- Stated problem a: Which months does the war memoir excerpt below name?

- Text excerpt:
□ □ □
The True Account of Courage, Brotherhood, and Survival on the Western Front

By Irshad Abbasi Published 7 months ago 4 min read

I never imagined that the muddy trench lines stretching across France would become the boundaries of my world for nearly four years. I was just eighteen when I left home, a fresh-faced boy from Yorkshire with dreams of honor and adventure, not knowing the price that awaited those who believed the war would be over by Christmas. The letter came in June 1915, marked with the king’s seal, summoning me to service. I still remember my mother’s trembling hands as she packed my small case, hiding her fear behind a hopeful smile. My father, a Boer War veteran, shook my hand silently, pride and dread battling behind his eyes. We all knew the war was nothing like what the papers claimed, but we pretended anyway. By August, I was in uniform, standing in formation with hundreds of others, all of us still clinging to the illusion that bravery would be enough. We trained in the cold mornings and marched through the twilight, singing songs to drown out the gnawing uncertainty. By October, I was shipped to the Western Front, assigned to the 11th Battalion, East Lancashire Regiment—what they called a “Pal’s Battalion,” since many of us came from the same town. That was both a blessing and a curse. When your mates fell beside you, it wasn’t just fellow soldiers you lost—it was childhood friends, neighbors, brothers.
□ □ □
- Record extracts:
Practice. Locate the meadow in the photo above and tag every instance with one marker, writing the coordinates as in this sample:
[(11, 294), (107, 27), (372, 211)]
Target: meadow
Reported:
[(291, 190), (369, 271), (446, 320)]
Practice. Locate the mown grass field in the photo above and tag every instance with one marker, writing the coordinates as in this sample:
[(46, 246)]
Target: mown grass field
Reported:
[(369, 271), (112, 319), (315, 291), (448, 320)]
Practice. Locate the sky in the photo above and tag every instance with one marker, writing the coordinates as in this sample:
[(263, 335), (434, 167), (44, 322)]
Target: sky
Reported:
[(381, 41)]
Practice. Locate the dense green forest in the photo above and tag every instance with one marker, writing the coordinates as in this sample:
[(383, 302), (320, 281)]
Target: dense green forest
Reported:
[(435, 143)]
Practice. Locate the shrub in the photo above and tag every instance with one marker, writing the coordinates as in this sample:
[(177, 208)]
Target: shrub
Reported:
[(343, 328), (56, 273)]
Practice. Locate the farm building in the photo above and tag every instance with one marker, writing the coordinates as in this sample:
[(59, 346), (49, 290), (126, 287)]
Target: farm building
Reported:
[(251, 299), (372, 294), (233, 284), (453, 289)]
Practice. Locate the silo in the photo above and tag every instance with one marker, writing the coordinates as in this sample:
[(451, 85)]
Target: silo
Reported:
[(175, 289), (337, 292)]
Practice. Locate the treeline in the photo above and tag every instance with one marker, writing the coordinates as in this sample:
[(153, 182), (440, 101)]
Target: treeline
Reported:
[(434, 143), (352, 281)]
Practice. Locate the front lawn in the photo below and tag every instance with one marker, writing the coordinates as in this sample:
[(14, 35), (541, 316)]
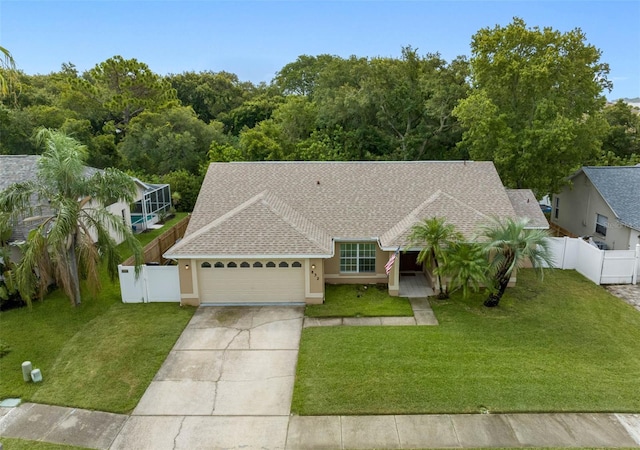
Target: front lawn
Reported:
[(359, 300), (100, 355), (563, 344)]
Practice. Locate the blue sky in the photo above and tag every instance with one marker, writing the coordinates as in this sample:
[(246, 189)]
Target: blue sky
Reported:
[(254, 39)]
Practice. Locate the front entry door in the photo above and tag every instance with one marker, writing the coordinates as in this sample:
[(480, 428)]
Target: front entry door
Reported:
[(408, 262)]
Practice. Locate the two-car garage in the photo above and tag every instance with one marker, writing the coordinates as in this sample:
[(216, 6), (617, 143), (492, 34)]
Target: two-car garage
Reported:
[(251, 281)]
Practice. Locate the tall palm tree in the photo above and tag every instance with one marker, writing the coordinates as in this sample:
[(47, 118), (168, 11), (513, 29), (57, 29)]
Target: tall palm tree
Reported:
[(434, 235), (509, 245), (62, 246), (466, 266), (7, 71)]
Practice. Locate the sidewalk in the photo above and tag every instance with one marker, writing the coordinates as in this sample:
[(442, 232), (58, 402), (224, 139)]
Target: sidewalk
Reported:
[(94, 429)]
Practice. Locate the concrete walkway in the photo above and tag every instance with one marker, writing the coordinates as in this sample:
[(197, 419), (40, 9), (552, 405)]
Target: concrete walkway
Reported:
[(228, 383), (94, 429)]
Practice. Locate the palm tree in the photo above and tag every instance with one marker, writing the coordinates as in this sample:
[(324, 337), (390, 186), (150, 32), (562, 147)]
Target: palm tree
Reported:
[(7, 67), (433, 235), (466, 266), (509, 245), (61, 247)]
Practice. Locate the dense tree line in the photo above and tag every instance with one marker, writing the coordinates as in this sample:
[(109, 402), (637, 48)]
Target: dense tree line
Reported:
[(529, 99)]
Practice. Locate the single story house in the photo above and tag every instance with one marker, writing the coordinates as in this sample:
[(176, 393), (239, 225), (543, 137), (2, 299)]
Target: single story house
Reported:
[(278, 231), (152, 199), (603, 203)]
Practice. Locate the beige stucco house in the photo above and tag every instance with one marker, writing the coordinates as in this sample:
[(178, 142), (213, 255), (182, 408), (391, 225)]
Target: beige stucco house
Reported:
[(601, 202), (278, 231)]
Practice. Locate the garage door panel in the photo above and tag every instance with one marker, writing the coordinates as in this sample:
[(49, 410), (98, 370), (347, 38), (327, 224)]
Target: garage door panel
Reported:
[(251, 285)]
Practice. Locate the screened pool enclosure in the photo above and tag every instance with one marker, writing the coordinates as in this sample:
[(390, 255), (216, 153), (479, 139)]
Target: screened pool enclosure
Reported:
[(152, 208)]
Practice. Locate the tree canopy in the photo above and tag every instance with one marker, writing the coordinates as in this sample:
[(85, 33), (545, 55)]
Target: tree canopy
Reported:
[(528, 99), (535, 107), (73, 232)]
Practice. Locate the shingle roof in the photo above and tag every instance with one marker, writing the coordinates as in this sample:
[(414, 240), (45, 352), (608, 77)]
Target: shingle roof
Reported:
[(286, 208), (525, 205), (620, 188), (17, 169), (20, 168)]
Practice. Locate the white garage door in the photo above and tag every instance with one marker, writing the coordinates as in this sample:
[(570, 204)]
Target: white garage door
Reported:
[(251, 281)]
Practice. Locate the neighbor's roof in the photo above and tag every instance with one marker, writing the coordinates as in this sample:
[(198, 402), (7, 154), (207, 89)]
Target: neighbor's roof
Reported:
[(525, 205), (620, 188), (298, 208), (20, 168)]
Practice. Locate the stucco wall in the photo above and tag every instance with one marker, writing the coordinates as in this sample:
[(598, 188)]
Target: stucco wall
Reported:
□ □ □
- Stated problem b: Can you revise the records, starting with the line with "Practice. Locate the palm" and going on through the line with "[(286, 208), (525, 205), (620, 188), (17, 169), (20, 168)]", so that "Reported" becomes "Marked" and nothing else changes, and give back only those lines?

- Written solution a: June, August, October

- Written solution b:
Practice. Locate the palm tree in the photo above and tag every instance with one marker, writing the coordinates as in this sample:
[(324, 337), (390, 186), (150, 32), (562, 147)]
Target: palm tree
Marked:
[(7, 67), (433, 235), (466, 266), (509, 245), (61, 247)]
Practice. Locate the dense tree line in the photo above and tag every instance with one marker, writing the coordinates as in this sample:
[(109, 402), (637, 48)]
Target: dense tree line
Marked:
[(529, 99)]
Practice. Locate the single story house in the photo above and tag every instance with one marker, writing the coordinates as in this sample:
[(176, 393), (239, 225), (543, 137), (2, 299)]
Target: single story house
Marked:
[(278, 231), (152, 199), (603, 203)]
Practice. Locate the beige stucco house in the photo above and tag every instance with one marker, writing the coordinates as in this sample:
[(178, 142), (213, 255), (182, 408), (391, 225)]
Target: beige stucco house
Marked:
[(601, 202), (278, 231)]
Practice. Locate the garage door panel in the photo above and tag every instance with one marker, writing the coordinates as in this sample:
[(49, 410), (98, 370), (347, 38), (327, 224)]
Target: garage door panel
Marked:
[(251, 285)]
Practice. Locate the screened pool enclosure in the photo above and tag every instance with one marker, writing the coordinates as in this sample:
[(390, 255), (216, 153), (479, 139)]
Target: screened pool enclosure
Marked:
[(152, 208)]
Practice. Locate the tree canopy in the photo above and tag every instance with one marker, writing the coordinates as in this sample:
[(85, 33), (545, 55)]
Target: tree canopy
Marked:
[(528, 99), (535, 107), (73, 232)]
Practice. Locate the shingle roof in the photo above and tag every instance with one marker, writing the coordinates as in this sample:
[(414, 240), (45, 352), (608, 77)]
Target: shingle roof
Marked:
[(286, 208), (525, 205), (620, 188), (17, 169), (20, 168)]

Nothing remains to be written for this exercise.